Selection =
+ + +

# Shockoe Valley Tobacco



## letsgomountaineers (Dec 19, 2008)

While in richmond for the holidays, I came across shockoe valley tobacco pipe tobaccos at my local cigar shop (for those of you dont know, shockoe valley is the area of richmond where the first tobacco wearhouses were built). I know Im new the pipe scene, but they taste amazing to me. They have one tin called virginia redcake and several bulk flakes, including a VA with a burley center. I searched on the internet to see if anyone else liked it, but found nothing. Has anyone else heard of this tobacco and is it really as good as i think?


----------



## Professor Mike (Jun 25, 2008)

letsgomountaineers said:


> While in richmond for the holidays, I came across shockoe valley tobacco pipe tobaccos at my local cigar shop (for those of you dont know, shockoe valley is the area of richmond where the first tobacco wearhouses were built). I know Im new the pipe scene, but they taste amazing to me. They have one tin called virginia redcake and several bulk flakes, including a VA with a burley center. I searched on the internet to see if anyone else liked it, but found nothing. Has anyone else heard of this tobacco and is it really as good as i think?


LGM:
I know the area of which you speak but not the the blends,however they sound very interesting. If these blends appeal to you then they are as good as you precieve them to be. Don't over analyze them just enjoy them.

Kindest Reguards
Mike:tu


----------

+ + +

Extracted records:
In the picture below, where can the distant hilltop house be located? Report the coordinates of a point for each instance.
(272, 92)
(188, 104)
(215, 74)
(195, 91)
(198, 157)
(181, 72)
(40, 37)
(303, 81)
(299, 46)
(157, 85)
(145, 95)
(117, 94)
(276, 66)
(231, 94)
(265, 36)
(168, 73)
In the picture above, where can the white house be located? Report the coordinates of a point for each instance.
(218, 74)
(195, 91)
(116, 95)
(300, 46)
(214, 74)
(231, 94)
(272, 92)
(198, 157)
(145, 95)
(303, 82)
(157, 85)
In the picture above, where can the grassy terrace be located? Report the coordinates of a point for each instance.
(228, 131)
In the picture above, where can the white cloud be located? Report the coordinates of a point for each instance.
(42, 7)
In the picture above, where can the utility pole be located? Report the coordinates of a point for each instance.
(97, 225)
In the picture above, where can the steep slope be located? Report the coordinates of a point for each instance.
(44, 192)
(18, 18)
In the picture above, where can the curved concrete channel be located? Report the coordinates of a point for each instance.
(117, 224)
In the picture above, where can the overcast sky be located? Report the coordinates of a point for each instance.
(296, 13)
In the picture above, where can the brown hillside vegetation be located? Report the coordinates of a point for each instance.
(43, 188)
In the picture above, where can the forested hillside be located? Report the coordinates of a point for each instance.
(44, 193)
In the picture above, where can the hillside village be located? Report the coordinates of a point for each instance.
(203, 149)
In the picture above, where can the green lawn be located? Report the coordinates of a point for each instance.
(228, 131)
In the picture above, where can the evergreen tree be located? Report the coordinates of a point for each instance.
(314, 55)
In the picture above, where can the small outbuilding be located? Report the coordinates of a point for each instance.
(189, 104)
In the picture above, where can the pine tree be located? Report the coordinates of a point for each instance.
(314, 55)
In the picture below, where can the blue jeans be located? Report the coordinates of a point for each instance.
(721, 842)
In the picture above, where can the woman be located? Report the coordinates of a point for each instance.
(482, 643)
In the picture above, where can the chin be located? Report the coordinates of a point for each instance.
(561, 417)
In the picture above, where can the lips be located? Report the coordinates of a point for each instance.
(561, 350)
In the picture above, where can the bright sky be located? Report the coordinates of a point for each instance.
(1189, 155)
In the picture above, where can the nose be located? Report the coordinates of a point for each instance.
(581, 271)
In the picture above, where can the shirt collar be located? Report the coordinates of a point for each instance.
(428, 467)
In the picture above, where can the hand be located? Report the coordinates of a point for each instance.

+ + +

Rewrite the stretch of the Shockoe Valley Tobacco thread from "## Professor Mike" through "just enjoy them.", replacing "blends" with "mixtures" each time it appears. None of the items are needed.

Worked answer =
## Professor Mike (Jun 25, 2008)

letsgomountaineers said:


> While in richmond for the holidays, I came across shockoe valley tobacco pipe tobaccos at my local cigar shop (for those of you dont know, shockoe valley is the area of richmond where the first tobacco wearhouses were built). I know Im new the pipe scene, but they taste amazing to me. They have one tin called virginia redcake and several bulk flakes, including a VA with a burley center. I searched on the internet to see if anyone else liked it, but found nothing. Has anyone else heard of this tobacco and is it really as good as i think?


LGM:
I know the area of which you speak but not the the mixtures,however they sound very interesting. If these mixtures appeal to you then they are as good as you precieve them to be. Don't over analyze them just enjoy them.